Given exercise: Count how many lines in the items below contain the word "right", and reply with that number alone.

Data shown:
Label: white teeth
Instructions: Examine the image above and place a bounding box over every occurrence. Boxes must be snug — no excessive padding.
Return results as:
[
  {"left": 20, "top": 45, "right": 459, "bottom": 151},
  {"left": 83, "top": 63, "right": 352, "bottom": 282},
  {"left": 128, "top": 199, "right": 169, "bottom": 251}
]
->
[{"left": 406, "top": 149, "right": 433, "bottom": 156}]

--

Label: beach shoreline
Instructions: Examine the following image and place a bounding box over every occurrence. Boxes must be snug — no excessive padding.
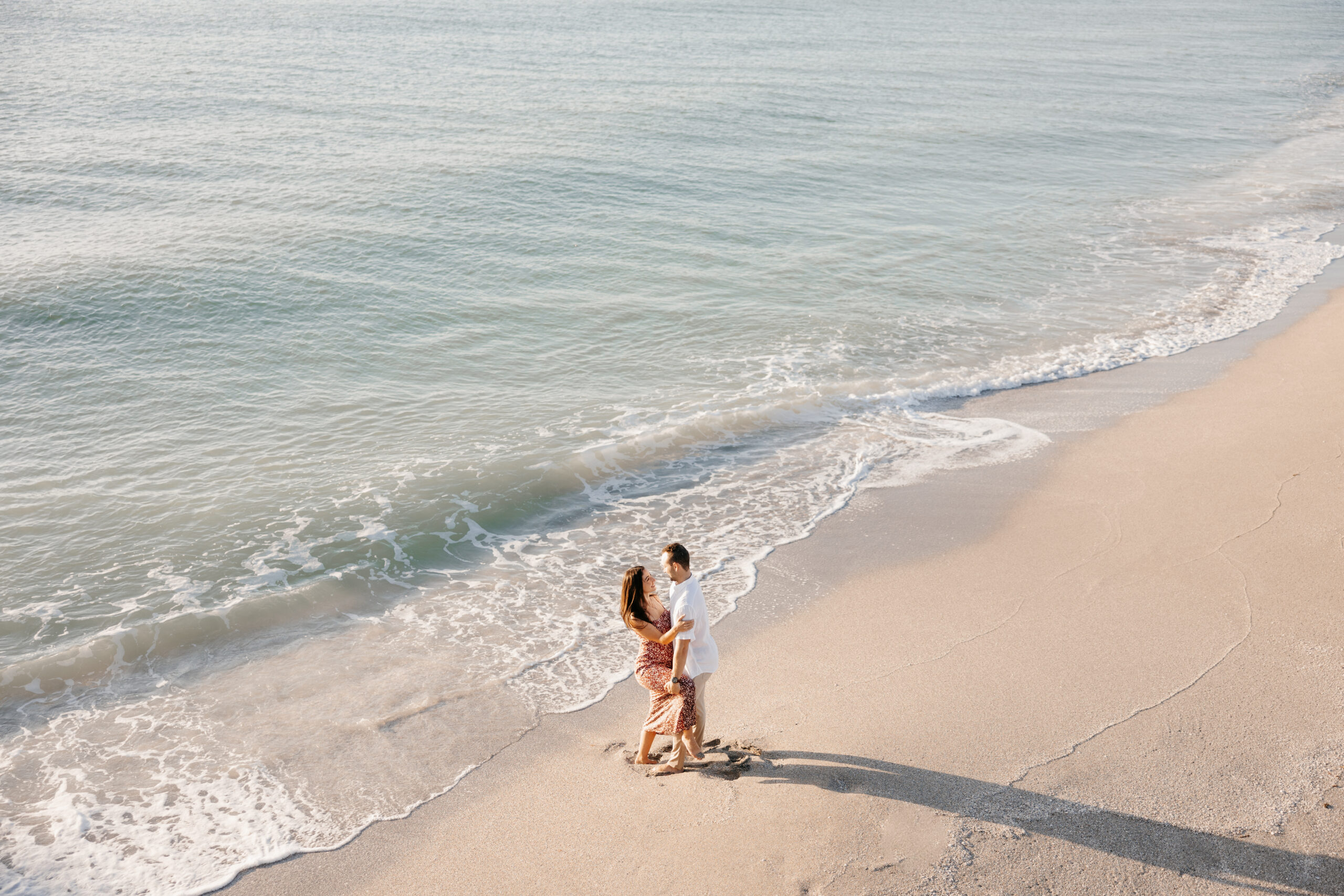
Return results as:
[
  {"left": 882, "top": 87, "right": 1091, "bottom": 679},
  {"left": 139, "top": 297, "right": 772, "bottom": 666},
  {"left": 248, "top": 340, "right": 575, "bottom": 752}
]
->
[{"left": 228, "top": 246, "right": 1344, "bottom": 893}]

Solution for this exercise: 8